In the entries below, find every line with "black" and copy it.

### MATERIAL FOR THIS EXERCISE:

++++++++

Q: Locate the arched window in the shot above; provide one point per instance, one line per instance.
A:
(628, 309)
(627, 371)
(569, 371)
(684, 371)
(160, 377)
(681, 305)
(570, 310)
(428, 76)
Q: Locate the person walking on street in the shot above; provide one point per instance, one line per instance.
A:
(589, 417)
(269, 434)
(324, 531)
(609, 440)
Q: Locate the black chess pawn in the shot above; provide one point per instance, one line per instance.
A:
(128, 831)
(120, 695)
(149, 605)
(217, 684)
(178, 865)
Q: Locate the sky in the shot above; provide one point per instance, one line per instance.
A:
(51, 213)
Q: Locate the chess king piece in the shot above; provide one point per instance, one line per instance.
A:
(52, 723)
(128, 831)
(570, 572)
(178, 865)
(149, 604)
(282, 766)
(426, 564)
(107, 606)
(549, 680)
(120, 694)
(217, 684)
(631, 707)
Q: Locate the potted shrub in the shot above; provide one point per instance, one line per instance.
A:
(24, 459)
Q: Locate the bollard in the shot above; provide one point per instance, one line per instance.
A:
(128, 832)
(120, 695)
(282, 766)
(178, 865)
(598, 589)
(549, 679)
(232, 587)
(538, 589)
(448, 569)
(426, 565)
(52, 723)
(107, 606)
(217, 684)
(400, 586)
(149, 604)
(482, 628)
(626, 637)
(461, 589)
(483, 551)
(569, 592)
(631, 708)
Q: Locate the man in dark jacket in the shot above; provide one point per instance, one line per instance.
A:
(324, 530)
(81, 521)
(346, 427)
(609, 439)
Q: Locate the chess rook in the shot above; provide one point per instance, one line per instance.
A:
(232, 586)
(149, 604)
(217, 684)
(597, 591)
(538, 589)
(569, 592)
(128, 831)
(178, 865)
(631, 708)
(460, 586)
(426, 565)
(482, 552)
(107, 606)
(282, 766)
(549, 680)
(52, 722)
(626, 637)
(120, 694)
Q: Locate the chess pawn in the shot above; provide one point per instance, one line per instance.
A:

++++++++

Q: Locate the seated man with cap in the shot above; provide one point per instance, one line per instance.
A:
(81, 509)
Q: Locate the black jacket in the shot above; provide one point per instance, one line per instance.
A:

++++++++

### ANSWER BOX:
Q: Locate the black chess pawn in the shot above; provide one point per instance, one line per instance.
Q: Locate the black jacket in the shot above; provide one point per instance, one line per instance.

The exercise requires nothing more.